_LISTED ENTRIES_:

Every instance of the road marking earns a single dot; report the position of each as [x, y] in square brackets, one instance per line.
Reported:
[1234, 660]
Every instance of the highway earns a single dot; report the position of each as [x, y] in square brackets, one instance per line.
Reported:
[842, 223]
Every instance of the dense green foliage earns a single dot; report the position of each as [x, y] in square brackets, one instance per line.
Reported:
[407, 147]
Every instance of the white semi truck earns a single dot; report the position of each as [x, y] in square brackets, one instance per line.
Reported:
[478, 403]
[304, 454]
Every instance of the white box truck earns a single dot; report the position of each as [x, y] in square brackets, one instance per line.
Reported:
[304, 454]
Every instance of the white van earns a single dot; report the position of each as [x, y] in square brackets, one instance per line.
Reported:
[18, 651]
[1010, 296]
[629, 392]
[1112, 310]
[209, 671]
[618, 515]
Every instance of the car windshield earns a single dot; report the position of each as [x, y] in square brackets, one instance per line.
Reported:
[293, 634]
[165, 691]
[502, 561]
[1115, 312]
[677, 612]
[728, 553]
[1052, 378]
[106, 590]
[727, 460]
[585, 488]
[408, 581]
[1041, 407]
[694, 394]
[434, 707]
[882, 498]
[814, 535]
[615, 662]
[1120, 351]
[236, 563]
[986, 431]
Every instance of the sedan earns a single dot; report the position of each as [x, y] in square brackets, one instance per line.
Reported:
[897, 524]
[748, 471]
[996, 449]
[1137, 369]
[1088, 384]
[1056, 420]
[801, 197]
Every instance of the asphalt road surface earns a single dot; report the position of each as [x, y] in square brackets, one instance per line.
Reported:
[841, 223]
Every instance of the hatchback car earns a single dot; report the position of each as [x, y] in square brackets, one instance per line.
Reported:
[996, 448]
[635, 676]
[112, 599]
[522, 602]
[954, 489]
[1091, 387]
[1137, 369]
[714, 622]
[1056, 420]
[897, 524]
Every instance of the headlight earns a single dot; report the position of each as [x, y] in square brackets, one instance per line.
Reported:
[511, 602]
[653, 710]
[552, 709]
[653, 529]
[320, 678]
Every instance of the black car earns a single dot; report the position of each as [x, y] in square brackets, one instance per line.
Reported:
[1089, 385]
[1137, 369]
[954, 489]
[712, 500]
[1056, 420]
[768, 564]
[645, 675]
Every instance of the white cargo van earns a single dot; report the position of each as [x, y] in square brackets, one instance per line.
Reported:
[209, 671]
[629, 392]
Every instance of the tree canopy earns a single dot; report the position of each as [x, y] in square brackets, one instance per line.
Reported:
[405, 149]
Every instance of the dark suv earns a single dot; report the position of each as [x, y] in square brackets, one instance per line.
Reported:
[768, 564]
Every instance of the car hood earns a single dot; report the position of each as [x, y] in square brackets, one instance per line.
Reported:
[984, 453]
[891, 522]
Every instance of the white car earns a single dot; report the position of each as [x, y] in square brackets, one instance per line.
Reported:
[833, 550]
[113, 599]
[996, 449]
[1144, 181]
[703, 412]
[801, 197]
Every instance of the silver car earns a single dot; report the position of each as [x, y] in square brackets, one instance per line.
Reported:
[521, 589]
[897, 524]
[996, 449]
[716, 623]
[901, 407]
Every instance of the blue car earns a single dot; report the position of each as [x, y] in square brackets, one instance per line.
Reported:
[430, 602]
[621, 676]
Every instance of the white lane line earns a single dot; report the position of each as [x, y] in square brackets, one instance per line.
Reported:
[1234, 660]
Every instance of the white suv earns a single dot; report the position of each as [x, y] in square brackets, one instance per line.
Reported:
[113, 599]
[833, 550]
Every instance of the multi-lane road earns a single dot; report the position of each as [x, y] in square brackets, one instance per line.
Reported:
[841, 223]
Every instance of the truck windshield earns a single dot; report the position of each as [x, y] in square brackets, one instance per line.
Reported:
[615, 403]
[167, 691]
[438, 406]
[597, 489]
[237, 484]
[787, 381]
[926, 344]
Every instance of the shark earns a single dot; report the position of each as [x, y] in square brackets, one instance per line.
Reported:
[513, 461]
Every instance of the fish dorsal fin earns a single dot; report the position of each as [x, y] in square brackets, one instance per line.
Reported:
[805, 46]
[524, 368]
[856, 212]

* * *

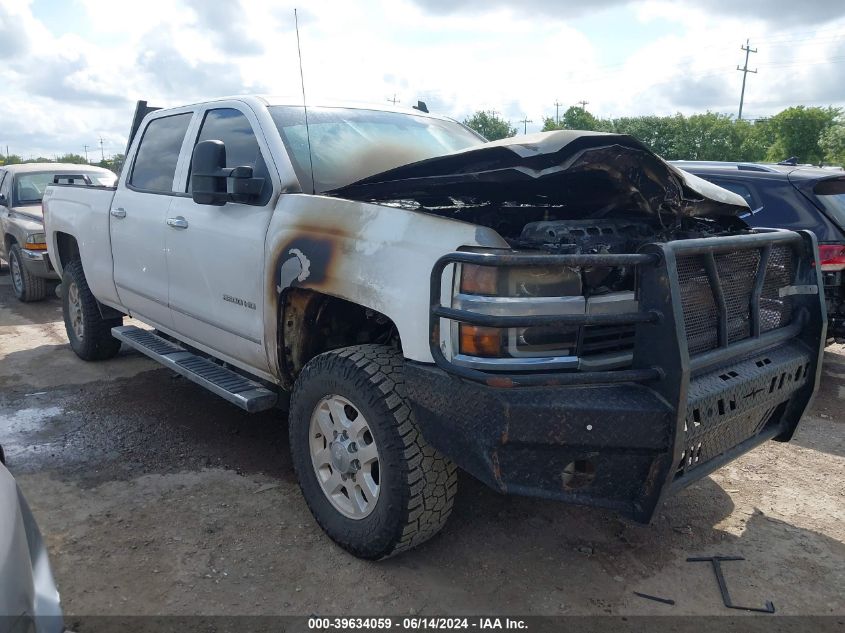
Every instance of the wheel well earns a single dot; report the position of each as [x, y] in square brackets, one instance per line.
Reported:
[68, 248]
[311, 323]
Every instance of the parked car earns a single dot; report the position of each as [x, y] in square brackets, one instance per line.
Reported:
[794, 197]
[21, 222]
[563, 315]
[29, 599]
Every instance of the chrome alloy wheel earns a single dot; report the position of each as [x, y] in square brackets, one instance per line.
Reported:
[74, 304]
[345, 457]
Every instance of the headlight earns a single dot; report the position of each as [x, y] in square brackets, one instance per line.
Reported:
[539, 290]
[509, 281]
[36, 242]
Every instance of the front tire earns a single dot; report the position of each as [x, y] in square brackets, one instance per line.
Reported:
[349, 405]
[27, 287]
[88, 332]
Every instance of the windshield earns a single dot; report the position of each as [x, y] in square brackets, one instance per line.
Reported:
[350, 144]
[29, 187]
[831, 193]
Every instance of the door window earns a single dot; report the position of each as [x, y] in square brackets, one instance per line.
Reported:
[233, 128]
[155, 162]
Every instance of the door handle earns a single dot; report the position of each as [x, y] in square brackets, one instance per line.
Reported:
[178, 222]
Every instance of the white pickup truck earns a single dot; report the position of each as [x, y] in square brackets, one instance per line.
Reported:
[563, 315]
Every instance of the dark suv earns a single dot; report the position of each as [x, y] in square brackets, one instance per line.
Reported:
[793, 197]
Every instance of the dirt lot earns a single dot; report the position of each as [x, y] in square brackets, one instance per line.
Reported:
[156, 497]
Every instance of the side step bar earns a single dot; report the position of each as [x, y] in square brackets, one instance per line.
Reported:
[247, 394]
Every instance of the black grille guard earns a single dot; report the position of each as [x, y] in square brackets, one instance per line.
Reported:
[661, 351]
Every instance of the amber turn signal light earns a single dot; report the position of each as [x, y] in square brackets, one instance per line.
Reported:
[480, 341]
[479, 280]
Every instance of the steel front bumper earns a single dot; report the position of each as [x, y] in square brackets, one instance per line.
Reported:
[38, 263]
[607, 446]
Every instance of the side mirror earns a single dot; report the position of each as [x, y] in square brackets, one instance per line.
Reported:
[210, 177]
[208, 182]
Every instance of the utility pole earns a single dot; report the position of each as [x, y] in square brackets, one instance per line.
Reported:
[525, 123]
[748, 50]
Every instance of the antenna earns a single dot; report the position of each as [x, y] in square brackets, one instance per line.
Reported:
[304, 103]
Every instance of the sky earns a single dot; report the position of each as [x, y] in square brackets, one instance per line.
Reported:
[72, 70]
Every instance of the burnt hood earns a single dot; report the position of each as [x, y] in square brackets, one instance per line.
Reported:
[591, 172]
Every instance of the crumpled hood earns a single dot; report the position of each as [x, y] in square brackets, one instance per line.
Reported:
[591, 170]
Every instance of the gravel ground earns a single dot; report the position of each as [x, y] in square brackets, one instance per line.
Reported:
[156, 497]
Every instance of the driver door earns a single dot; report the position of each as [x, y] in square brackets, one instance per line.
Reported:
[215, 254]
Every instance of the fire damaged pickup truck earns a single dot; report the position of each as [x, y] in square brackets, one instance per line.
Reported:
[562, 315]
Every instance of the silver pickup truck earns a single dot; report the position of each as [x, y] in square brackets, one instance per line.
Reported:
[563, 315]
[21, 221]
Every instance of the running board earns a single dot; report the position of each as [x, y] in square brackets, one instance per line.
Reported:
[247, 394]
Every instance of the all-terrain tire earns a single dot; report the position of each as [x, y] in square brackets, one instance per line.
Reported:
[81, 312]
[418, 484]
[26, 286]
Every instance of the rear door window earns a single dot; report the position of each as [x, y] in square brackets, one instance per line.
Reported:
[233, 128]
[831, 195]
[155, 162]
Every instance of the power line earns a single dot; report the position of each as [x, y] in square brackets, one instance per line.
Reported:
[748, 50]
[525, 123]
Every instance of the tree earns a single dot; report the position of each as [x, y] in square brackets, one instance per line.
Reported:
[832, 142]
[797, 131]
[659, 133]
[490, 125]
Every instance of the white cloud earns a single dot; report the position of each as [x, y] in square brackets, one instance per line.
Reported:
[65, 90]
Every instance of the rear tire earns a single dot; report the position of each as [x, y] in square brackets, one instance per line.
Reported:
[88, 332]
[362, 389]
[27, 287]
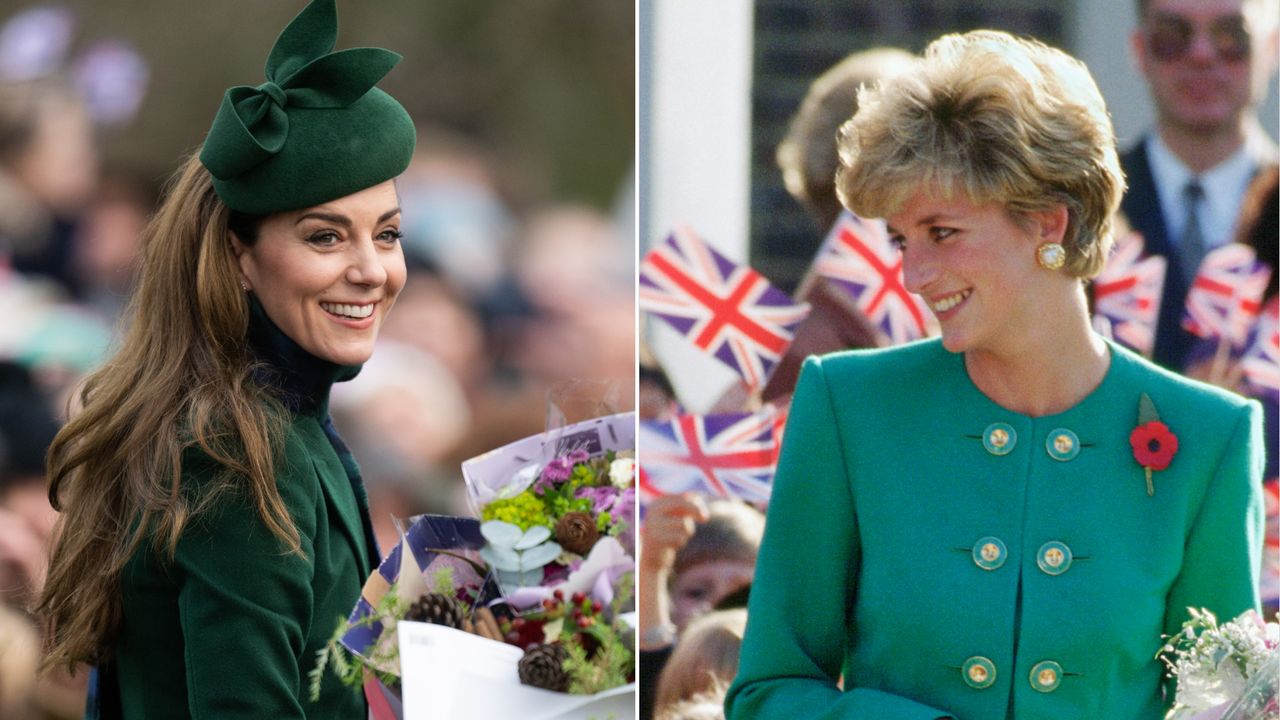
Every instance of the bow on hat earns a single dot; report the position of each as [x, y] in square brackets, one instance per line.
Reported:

==

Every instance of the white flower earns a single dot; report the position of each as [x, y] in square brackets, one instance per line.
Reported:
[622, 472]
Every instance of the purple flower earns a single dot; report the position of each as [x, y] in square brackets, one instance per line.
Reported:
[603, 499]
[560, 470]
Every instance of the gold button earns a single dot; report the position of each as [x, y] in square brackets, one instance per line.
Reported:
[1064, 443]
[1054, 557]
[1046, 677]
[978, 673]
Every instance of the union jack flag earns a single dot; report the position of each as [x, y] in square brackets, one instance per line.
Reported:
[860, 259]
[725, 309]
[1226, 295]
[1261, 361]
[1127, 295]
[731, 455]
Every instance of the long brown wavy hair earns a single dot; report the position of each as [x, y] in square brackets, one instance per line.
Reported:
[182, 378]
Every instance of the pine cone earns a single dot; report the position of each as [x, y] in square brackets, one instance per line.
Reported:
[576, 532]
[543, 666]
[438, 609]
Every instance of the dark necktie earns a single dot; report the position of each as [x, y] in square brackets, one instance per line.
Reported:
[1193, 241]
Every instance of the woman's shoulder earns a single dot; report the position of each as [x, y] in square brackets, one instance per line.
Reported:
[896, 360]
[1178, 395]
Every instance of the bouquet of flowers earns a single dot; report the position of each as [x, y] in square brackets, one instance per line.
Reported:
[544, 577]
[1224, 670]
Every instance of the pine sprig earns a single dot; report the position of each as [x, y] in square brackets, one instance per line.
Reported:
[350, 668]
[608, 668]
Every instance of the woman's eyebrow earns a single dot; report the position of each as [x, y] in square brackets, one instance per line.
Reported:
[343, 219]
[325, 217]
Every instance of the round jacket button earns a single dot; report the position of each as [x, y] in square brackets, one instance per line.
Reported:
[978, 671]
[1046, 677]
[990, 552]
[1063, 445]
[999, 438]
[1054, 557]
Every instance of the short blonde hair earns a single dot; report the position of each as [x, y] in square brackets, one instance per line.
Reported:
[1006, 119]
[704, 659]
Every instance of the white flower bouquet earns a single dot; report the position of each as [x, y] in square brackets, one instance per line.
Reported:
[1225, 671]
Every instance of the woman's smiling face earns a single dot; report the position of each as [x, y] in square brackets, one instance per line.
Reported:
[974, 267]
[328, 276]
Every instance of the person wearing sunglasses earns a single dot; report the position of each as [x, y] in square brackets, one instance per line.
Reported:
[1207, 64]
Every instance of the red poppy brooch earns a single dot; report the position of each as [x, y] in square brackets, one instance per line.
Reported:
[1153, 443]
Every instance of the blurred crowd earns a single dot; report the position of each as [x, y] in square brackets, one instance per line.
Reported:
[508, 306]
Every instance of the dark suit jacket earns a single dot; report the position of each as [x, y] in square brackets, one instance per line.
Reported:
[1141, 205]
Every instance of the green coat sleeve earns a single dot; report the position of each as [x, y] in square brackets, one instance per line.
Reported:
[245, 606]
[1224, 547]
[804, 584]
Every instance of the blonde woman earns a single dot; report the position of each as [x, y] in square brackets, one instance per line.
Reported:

_STATED EXERCISE_: Pick out and copy every line of the items above that contains the word "lane". Case counts.

_OUTPUT OF THE EXERCISE_:
Every instance of the white lane line earns a single dot; report the position of each as [x, y] in square brackets, one instance per line.
Every instance of the multi-lane road earns a single dot; report the position of each as [x, y] in square brackets, one instance per line.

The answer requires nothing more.